## MATERIAL TO PROCESS
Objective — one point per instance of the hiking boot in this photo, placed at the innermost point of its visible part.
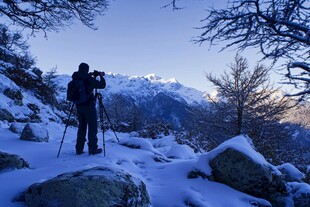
(96, 151)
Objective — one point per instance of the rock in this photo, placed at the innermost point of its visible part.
(99, 186)
(34, 132)
(6, 115)
(15, 95)
(16, 127)
(11, 161)
(246, 170)
(301, 194)
(291, 173)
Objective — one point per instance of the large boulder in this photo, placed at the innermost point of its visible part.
(239, 166)
(11, 161)
(99, 186)
(34, 132)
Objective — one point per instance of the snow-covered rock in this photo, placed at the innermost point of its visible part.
(181, 152)
(291, 173)
(98, 186)
(239, 166)
(300, 193)
(34, 132)
(11, 161)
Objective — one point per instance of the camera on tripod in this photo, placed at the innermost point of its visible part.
(97, 73)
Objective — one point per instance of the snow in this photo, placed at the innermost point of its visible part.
(166, 181)
(292, 171)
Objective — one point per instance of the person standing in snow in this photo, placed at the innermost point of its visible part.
(87, 114)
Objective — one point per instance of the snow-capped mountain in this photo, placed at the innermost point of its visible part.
(146, 99)
(144, 88)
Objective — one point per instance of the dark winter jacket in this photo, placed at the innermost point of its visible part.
(90, 84)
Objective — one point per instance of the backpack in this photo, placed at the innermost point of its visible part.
(76, 92)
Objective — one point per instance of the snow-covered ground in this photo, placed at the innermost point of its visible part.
(167, 182)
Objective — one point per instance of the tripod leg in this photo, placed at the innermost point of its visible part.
(102, 128)
(67, 124)
(109, 121)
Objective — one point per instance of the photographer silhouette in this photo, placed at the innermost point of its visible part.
(87, 115)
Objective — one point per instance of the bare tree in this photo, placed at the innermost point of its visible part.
(249, 97)
(279, 28)
(51, 15)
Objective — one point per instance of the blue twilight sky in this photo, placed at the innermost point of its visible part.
(138, 37)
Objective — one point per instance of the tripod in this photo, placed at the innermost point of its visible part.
(67, 124)
(102, 110)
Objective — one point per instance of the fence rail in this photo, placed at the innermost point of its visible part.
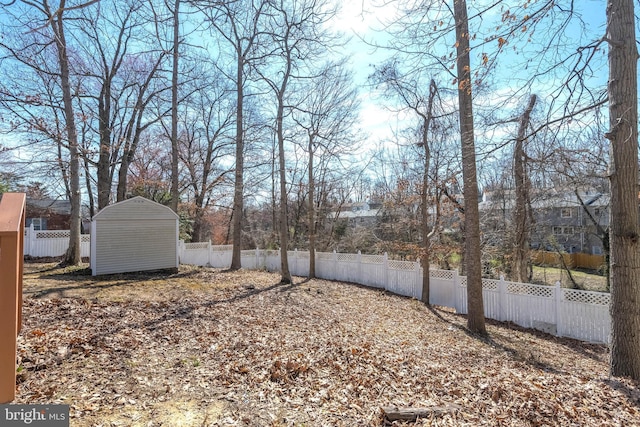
(52, 243)
(563, 312)
(582, 315)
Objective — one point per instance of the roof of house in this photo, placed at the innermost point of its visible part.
(62, 207)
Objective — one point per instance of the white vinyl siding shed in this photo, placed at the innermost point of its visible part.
(134, 235)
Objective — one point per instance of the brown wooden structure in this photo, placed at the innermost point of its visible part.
(12, 218)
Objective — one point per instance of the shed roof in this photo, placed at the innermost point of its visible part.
(136, 208)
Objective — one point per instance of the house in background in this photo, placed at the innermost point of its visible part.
(571, 222)
(363, 214)
(48, 214)
(563, 220)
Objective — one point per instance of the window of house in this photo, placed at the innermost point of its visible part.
(563, 230)
(37, 223)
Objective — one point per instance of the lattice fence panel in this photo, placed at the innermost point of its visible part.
(533, 290)
(324, 255)
(490, 284)
(401, 265)
(441, 274)
(347, 257)
(196, 246)
(372, 259)
(62, 234)
(587, 297)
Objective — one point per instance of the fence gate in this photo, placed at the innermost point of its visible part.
(12, 213)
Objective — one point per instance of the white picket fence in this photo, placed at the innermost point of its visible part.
(52, 243)
(562, 312)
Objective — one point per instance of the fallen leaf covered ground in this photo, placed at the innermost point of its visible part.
(205, 347)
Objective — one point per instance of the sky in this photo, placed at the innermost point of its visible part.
(363, 19)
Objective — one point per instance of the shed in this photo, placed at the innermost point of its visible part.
(136, 234)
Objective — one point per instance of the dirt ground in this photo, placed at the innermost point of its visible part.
(205, 347)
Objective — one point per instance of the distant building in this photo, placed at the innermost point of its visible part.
(562, 220)
(363, 214)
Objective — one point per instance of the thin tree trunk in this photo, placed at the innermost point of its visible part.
(521, 215)
(87, 180)
(475, 304)
(426, 231)
(312, 219)
(72, 256)
(285, 274)
(238, 190)
(623, 175)
(175, 190)
(103, 172)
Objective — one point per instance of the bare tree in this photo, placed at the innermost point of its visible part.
(623, 174)
(299, 37)
(475, 319)
(328, 114)
(239, 24)
(175, 54)
(55, 21)
(522, 211)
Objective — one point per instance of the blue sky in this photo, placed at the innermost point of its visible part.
(363, 19)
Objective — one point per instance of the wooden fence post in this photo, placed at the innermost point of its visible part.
(502, 292)
(12, 216)
(558, 306)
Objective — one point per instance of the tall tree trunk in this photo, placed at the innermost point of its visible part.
(426, 231)
(87, 180)
(312, 216)
(623, 175)
(175, 190)
(72, 256)
(238, 188)
(103, 170)
(521, 215)
(475, 304)
(285, 274)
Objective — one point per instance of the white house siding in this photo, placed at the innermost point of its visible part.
(134, 235)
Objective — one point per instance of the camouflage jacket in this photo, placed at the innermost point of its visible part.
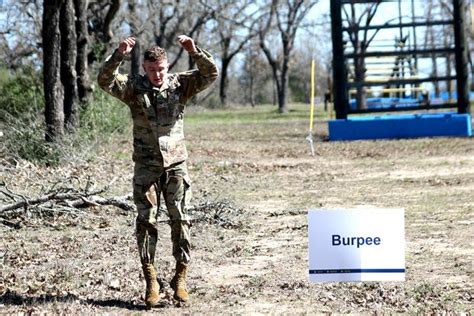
(157, 113)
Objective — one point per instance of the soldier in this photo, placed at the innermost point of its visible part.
(156, 101)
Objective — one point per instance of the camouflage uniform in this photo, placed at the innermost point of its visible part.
(159, 150)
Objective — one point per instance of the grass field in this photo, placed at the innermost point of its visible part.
(251, 255)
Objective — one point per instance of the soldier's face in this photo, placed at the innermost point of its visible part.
(156, 71)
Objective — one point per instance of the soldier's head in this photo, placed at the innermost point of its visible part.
(155, 65)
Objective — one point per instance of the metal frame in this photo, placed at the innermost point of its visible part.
(340, 76)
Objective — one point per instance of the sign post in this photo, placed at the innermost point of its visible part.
(356, 245)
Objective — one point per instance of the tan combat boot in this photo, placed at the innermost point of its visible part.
(178, 283)
(152, 295)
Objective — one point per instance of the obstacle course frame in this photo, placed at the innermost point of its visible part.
(342, 85)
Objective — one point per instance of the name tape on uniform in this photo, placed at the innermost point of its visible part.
(356, 245)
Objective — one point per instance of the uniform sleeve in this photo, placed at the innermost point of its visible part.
(111, 81)
(196, 80)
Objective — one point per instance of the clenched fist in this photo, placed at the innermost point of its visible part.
(187, 43)
(126, 46)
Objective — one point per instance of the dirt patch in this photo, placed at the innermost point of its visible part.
(250, 251)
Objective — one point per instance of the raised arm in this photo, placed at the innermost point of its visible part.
(109, 78)
(196, 80)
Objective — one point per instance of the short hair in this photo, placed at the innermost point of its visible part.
(155, 53)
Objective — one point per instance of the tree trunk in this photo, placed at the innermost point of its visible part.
(224, 81)
(51, 70)
(67, 27)
(282, 87)
(136, 51)
(359, 69)
(135, 59)
(84, 87)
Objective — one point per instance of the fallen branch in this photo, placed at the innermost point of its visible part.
(66, 197)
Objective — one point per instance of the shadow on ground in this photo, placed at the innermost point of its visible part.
(14, 298)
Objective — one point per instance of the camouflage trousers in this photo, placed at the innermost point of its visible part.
(149, 182)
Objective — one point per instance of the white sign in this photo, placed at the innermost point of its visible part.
(356, 245)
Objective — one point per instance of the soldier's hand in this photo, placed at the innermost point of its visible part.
(126, 46)
(187, 43)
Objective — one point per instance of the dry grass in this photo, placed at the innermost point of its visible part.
(260, 165)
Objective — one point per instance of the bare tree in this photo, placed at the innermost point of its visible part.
(67, 27)
(235, 26)
(171, 18)
(134, 30)
(51, 60)
(84, 86)
(360, 42)
(288, 16)
(100, 16)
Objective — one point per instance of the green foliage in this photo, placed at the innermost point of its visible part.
(21, 92)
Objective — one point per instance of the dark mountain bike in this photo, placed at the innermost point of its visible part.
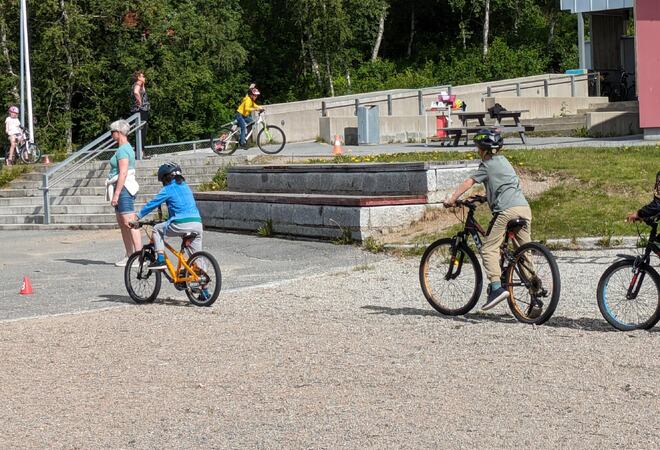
(451, 277)
(629, 290)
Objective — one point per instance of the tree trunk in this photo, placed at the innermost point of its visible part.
(68, 89)
(5, 53)
(327, 68)
(412, 31)
(486, 26)
(379, 36)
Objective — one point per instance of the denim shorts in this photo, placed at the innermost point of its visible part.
(126, 203)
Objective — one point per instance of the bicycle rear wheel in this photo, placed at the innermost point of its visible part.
(629, 300)
(450, 276)
(271, 139)
(142, 284)
(533, 283)
(205, 291)
(226, 143)
(30, 153)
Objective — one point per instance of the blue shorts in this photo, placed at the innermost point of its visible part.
(126, 203)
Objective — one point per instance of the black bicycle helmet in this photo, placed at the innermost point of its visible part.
(489, 140)
(169, 168)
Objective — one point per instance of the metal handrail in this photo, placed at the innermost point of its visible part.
(546, 83)
(366, 100)
(101, 144)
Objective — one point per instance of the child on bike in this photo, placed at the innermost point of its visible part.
(184, 216)
(13, 130)
(650, 210)
(244, 111)
(506, 201)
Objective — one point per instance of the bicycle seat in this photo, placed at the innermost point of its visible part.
(515, 225)
(188, 238)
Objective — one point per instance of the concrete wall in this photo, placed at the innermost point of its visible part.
(647, 28)
(301, 121)
(541, 107)
(613, 123)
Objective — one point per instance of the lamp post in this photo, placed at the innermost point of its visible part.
(26, 82)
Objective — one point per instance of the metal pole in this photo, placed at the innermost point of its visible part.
(572, 85)
(581, 44)
(22, 98)
(28, 81)
(46, 200)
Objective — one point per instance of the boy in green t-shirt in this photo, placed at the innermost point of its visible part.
(506, 202)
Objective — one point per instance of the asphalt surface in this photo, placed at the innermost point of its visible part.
(310, 345)
(74, 271)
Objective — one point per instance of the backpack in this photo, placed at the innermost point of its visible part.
(495, 110)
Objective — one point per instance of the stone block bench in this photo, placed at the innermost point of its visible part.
(330, 200)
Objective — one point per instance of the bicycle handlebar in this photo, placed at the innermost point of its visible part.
(470, 201)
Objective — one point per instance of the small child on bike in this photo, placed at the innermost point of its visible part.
(651, 209)
(506, 201)
(244, 111)
(184, 216)
(13, 130)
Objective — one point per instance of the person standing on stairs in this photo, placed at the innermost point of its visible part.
(122, 187)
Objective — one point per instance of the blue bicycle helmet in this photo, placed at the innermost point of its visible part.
(489, 140)
(168, 168)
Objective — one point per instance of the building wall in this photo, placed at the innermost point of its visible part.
(647, 27)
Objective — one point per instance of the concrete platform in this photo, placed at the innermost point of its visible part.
(329, 201)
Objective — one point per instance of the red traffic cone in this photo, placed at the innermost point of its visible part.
(27, 286)
(336, 149)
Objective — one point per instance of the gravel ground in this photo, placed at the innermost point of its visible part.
(355, 359)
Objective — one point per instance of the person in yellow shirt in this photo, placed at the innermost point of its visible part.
(244, 110)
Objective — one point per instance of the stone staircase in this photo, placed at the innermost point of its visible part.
(79, 202)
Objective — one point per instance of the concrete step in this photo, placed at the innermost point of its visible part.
(60, 218)
(28, 210)
(149, 189)
(65, 200)
(21, 183)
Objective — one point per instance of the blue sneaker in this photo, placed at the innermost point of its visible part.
(495, 296)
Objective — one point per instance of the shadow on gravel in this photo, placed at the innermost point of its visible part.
(583, 323)
(86, 262)
(126, 299)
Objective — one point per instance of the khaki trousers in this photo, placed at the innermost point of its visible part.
(490, 252)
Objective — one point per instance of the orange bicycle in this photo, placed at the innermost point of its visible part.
(198, 274)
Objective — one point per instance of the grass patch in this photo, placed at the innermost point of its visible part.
(266, 229)
(8, 174)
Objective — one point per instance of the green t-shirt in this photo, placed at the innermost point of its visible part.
(123, 152)
(502, 184)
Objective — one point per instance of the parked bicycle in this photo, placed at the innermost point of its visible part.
(26, 151)
(451, 277)
(629, 290)
(198, 274)
(270, 138)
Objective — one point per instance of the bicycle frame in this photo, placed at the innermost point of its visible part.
(172, 273)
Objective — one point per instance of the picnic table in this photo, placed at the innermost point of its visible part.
(479, 116)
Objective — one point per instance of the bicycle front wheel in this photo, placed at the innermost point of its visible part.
(533, 283)
(629, 300)
(30, 153)
(226, 143)
(450, 276)
(271, 139)
(142, 284)
(205, 290)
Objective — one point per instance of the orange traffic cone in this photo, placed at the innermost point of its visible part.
(27, 286)
(336, 149)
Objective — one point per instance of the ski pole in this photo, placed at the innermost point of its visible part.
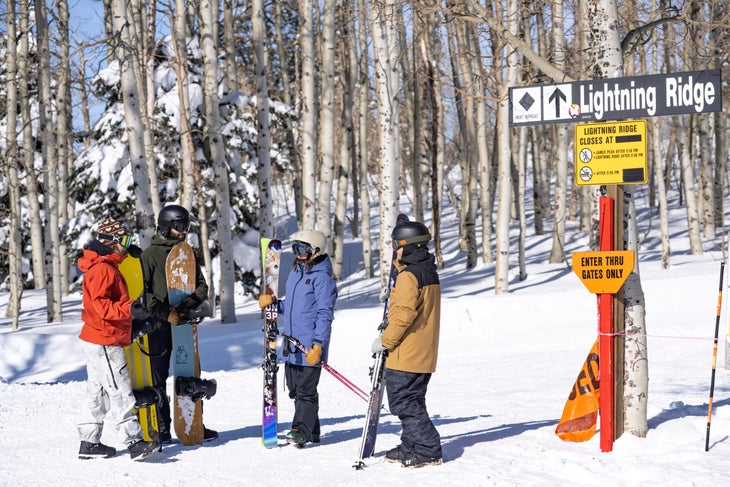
(347, 382)
(714, 358)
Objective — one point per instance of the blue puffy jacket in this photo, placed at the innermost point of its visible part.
(309, 307)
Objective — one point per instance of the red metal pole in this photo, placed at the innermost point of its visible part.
(605, 327)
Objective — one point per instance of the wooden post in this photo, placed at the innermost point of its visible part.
(605, 327)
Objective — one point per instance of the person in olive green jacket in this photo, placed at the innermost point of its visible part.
(173, 224)
(411, 340)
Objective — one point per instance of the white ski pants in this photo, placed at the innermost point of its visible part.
(108, 389)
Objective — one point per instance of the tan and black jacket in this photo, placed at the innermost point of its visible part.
(414, 316)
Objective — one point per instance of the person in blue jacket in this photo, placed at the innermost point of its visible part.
(308, 310)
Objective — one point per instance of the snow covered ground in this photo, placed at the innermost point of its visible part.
(506, 366)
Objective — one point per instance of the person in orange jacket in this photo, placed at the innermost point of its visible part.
(107, 313)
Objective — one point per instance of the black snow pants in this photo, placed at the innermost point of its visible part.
(302, 384)
(407, 400)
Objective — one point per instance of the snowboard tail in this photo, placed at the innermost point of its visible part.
(138, 359)
(188, 410)
(270, 260)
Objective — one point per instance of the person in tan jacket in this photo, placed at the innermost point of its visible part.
(411, 340)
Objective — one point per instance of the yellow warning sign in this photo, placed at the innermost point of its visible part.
(610, 153)
(603, 272)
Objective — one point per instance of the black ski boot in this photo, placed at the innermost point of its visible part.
(89, 450)
(140, 449)
(195, 387)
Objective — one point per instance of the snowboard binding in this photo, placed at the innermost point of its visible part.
(148, 396)
(195, 387)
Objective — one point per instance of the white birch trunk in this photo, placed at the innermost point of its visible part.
(327, 123)
(27, 121)
(15, 247)
(266, 212)
(560, 151)
(363, 91)
(347, 146)
(220, 167)
(50, 173)
(308, 116)
(609, 64)
(387, 80)
(144, 213)
(504, 180)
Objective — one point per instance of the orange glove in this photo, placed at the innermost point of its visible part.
(266, 299)
(314, 355)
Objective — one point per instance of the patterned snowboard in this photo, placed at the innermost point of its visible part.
(188, 413)
(270, 259)
(138, 359)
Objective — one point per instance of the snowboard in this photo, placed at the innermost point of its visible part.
(377, 375)
(270, 260)
(188, 409)
(138, 359)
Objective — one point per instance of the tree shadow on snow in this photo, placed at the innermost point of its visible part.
(678, 410)
(454, 445)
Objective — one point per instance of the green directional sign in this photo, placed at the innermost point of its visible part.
(617, 98)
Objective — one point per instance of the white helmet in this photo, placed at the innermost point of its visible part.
(315, 239)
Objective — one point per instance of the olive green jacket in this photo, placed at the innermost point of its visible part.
(155, 280)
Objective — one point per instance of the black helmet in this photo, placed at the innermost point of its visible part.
(410, 233)
(173, 216)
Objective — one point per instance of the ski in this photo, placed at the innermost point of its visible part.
(270, 259)
(377, 374)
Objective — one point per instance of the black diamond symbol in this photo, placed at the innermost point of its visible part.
(527, 101)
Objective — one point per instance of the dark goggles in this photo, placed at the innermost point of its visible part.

## INSTRUCTIONS FOR THE TASK
Starting at the line that contains "Objective — one point per instance of the orange glove" and ending at the last line, write out only those lines with "instance" changed to "occurrence" and everything else left the same.

## SOLUTION TO THIS TASK
Objective — one point per occurrence of the orange glove in this photo, placed at the innermost point of its visible part.
(266, 299)
(314, 355)
Objective — one point per occurrence of the patterned snowboard in this photo, placed at the innermost point of its visible part.
(188, 413)
(270, 259)
(138, 359)
Objective — one point per occurrence of the snowboard in this photo, placed at the innermost point of its visible part.
(377, 375)
(270, 260)
(188, 409)
(138, 359)
Objective — one point per occurrence of the tree shadow on snow in this photo, placed at the innermost point of its visible part.
(678, 410)
(454, 445)
Objective — one point per occurrence of the green directional sign in this photo, placed at the innermost point of its visible part.
(617, 98)
Objective — one point per occurrence of the white helmet in this photo, placed at the innermost point of its visible part.
(315, 239)
Objective — one point per occurrence of the olive green jacket in this photo, placed at the innermost point of its visible part.
(155, 280)
Objective — one point per occurrence of the black helmet in this photo, placed at the innermost point of its visible part.
(410, 233)
(173, 216)
Objective — one point per occurrence of the ski in this photo, placed at the innermost point of its visible part.
(270, 259)
(377, 374)
Objective — one point per occurrence of the black diamond symbol in this photo, placed at the innermost point of its visible part.
(527, 101)
Objective — one point per occurrence of the dark goggles in this photo, placed at the innermost point of its visible part.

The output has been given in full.